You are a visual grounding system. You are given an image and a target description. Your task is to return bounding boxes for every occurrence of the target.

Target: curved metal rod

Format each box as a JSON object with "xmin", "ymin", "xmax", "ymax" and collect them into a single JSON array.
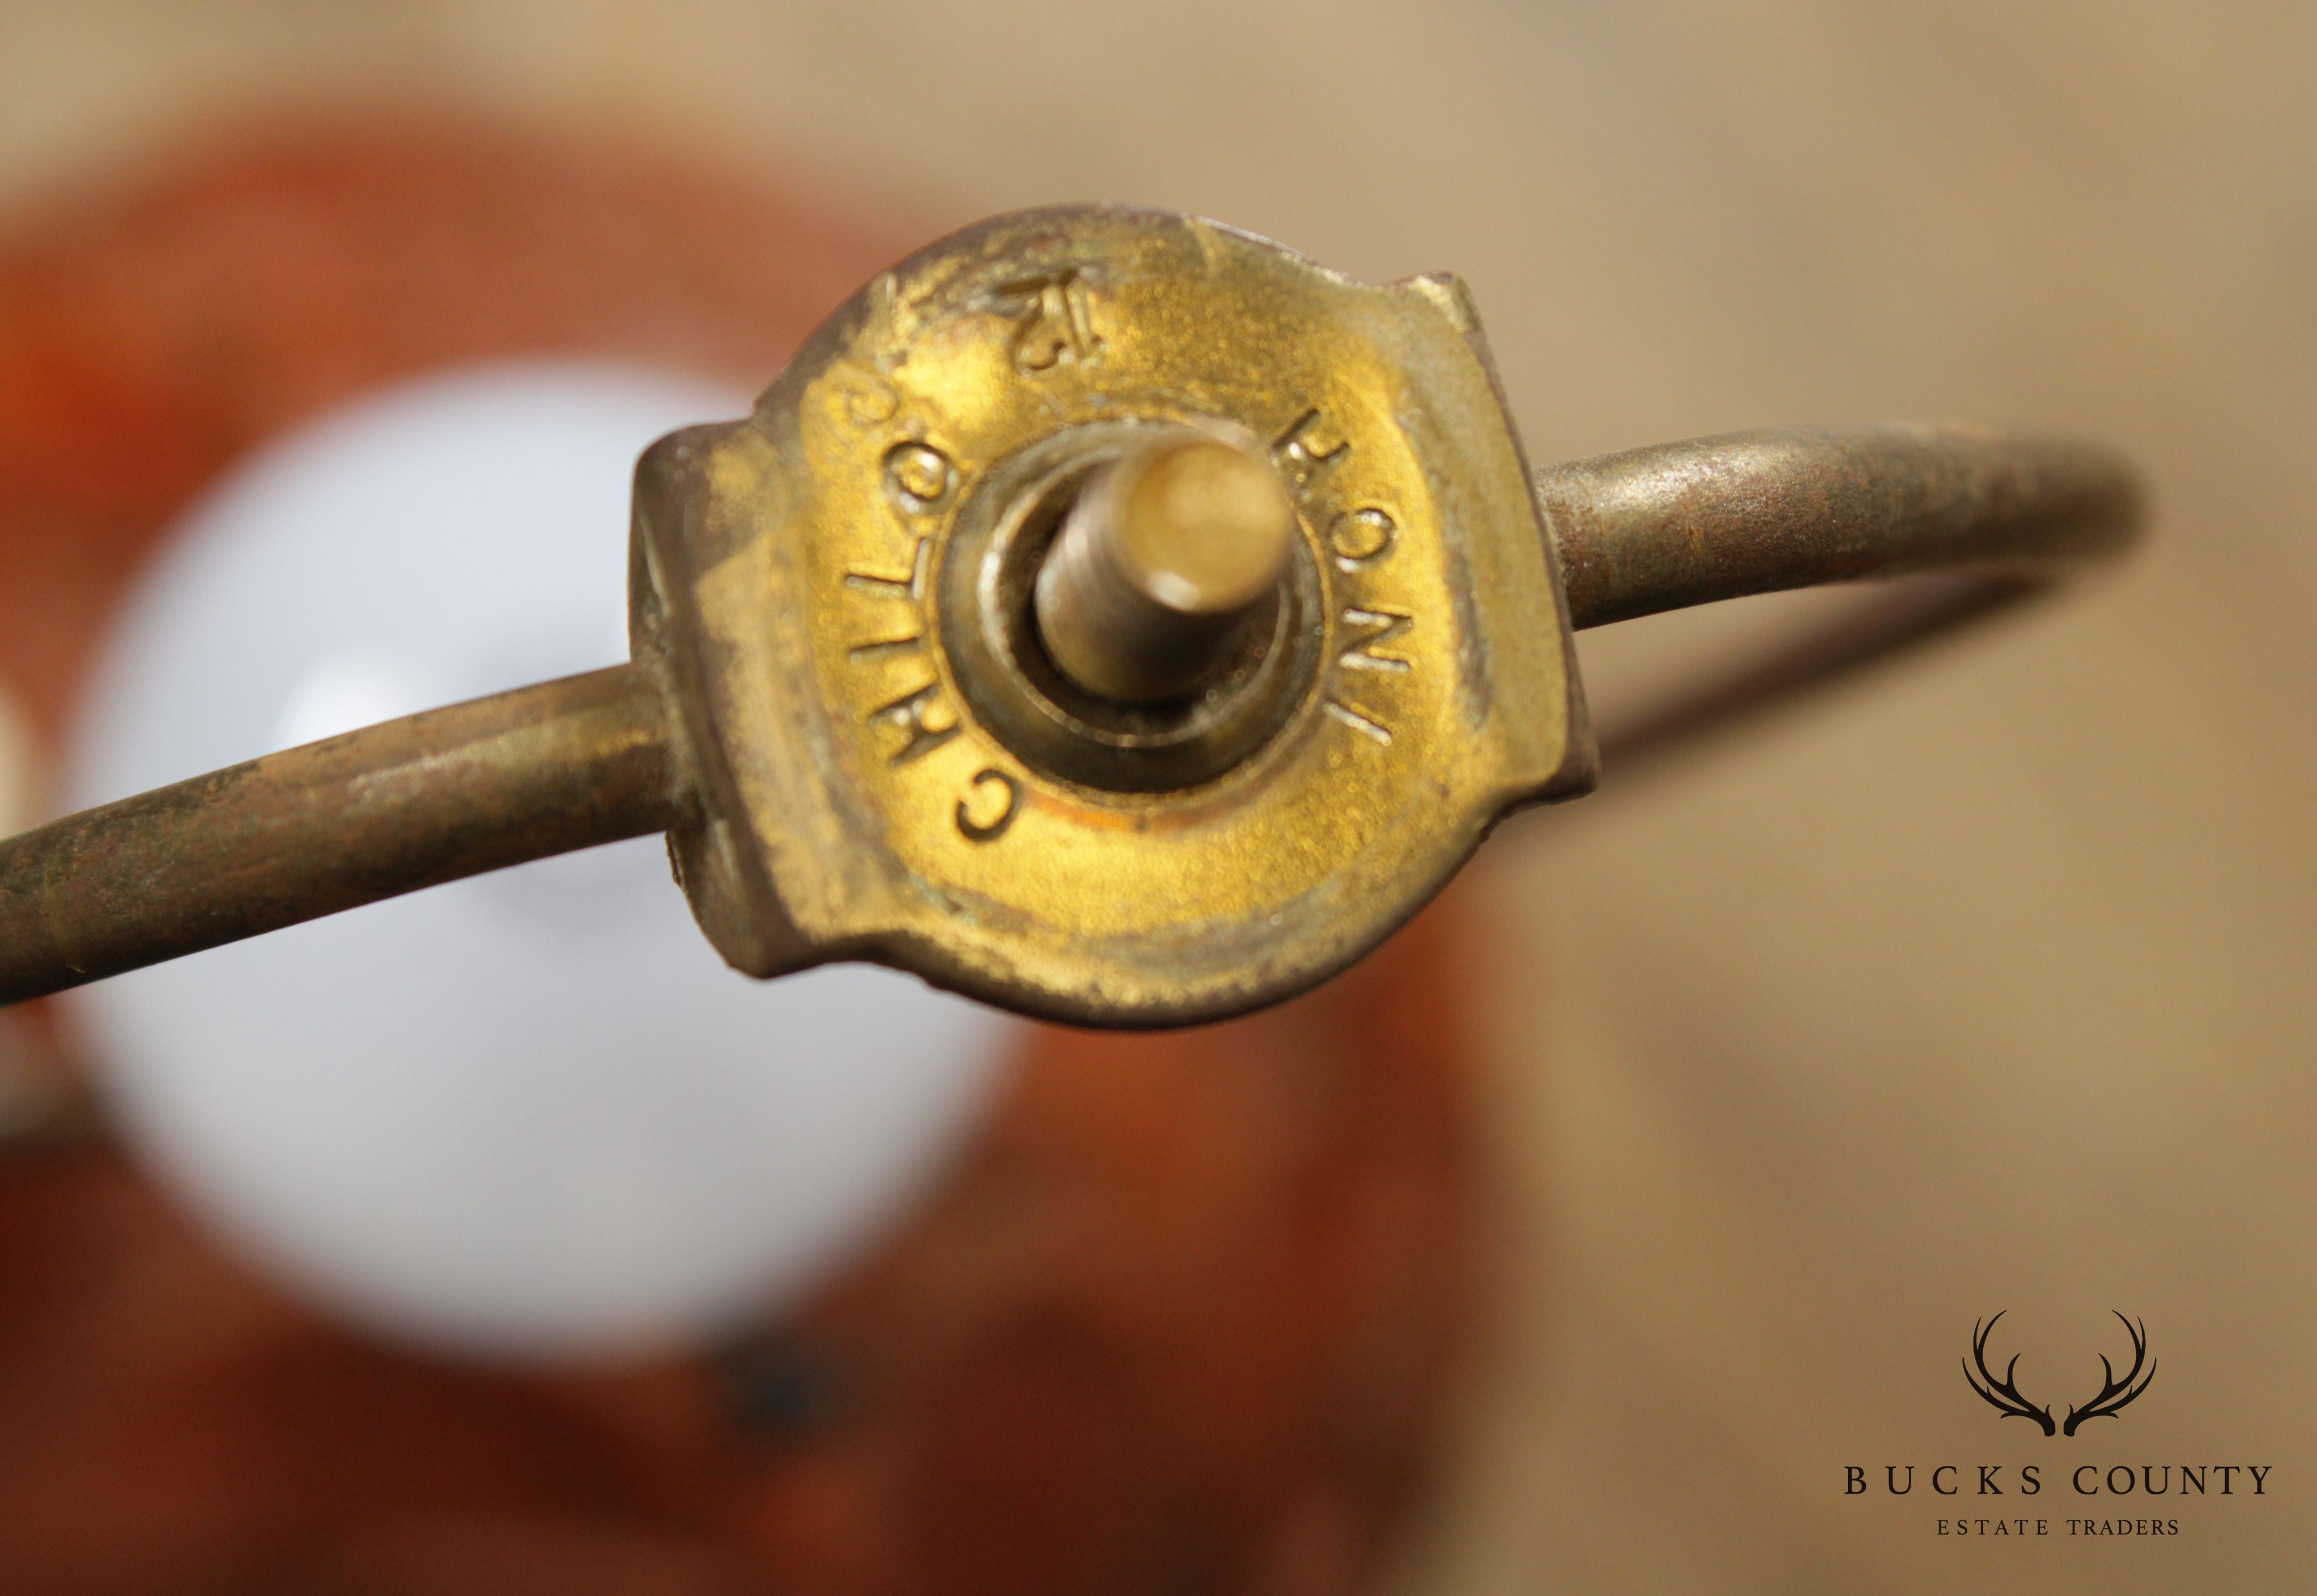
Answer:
[
  {"xmin": 1538, "ymin": 425, "xmax": 2142, "ymax": 765},
  {"xmin": 0, "ymin": 666, "xmax": 681, "ymax": 1006},
  {"xmin": 0, "ymin": 426, "xmax": 2139, "ymax": 1011},
  {"xmin": 1543, "ymin": 424, "xmax": 2140, "ymax": 627}
]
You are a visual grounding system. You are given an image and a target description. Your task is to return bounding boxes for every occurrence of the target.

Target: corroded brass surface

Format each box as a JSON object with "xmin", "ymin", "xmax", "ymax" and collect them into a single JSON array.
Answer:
[
  {"xmin": 633, "ymin": 206, "xmax": 1593, "ymax": 1025},
  {"xmin": 0, "ymin": 206, "xmax": 2144, "ymax": 1024}
]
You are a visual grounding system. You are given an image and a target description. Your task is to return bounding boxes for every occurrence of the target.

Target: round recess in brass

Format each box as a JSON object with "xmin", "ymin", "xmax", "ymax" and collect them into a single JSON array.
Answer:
[{"xmin": 939, "ymin": 419, "xmax": 1324, "ymax": 794}]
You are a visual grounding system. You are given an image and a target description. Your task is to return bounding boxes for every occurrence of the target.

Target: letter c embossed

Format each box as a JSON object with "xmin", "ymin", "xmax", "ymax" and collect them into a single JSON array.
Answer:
[{"xmin": 956, "ymin": 768, "xmax": 1024, "ymax": 842}]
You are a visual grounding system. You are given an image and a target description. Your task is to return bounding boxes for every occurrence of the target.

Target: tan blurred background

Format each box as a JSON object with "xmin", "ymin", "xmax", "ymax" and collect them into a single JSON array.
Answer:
[{"xmin": 1, "ymin": 1, "xmax": 2310, "ymax": 1591}]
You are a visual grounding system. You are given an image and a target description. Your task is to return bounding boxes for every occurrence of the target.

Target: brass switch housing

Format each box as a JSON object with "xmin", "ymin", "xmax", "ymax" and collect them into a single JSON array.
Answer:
[
  {"xmin": 630, "ymin": 206, "xmax": 1596, "ymax": 1026},
  {"xmin": 0, "ymin": 205, "xmax": 2134, "ymax": 1020}
]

====

Transcribe each line above verbatim, with the pictures left out.

You are a visual grounding system. You are given an image and a target description. Your task is to return bounding boxes for every occurrence of the target.

Target: curved metal rod

Format each box as a JSON object with "xmin", "ymin", "xmax", "ymax" and collect them into a single JSON array.
Answer:
[
  {"xmin": 1538, "ymin": 425, "xmax": 2142, "ymax": 765},
  {"xmin": 0, "ymin": 666, "xmax": 681, "ymax": 1006},
  {"xmin": 0, "ymin": 426, "xmax": 2139, "ymax": 1011},
  {"xmin": 1543, "ymin": 424, "xmax": 2140, "ymax": 627}
]
You are a visual grounding system. You are given an image and a target description. Your task is to return bounding boxes for every occurrence of the target.

Target: corroded brass surface

Format each box as a JSON object with "xmin", "ymin", "xmax", "ymax" and collect them into a single JSON array.
Answer:
[
  {"xmin": 633, "ymin": 206, "xmax": 1593, "ymax": 1025},
  {"xmin": 0, "ymin": 206, "xmax": 2144, "ymax": 1024}
]
You are a visual grounding system. You are given an image and a target description. Your task is to return bounding boxes for every occurrence of the target.

Target: round recess in brass

Format each box as a JSON object with "xmin", "ymin", "xmax", "ymax" and collect them into a single JSON array.
Answer:
[{"xmin": 939, "ymin": 419, "xmax": 1324, "ymax": 794}]
You are a visual grounding system. You are given an image and a target description. Your task is to return bounding boxes for every occurrence of the target.

Target: letter c embossed

Format each box as a JSON object with "xmin", "ymin", "xmax", "ymax" and collect them into a single JSON array.
Answer:
[{"xmin": 956, "ymin": 768, "xmax": 1024, "ymax": 842}]
You are a visual grounding system. You are given an image and a target description. Your task is to return bounding boxes for every occurrence of the target.

Target: tan blurred background

Format each box as a JSON object with "xmin", "ymin", "xmax", "ymax" and collect them into a single JSON array.
Answer:
[{"xmin": 1, "ymin": 1, "xmax": 2310, "ymax": 1591}]
You are a visual grounding system. You are given an image and a target description. Your task is to return bounding boxes for every occurrence of the target.

Target: brass switch housing

Format each box as a JSON object with "xmin", "ymin", "xmax", "ymax" and collect them into a single JSON array.
Answer:
[
  {"xmin": 630, "ymin": 206, "xmax": 1596, "ymax": 1026},
  {"xmin": 0, "ymin": 205, "xmax": 2134, "ymax": 1020}
]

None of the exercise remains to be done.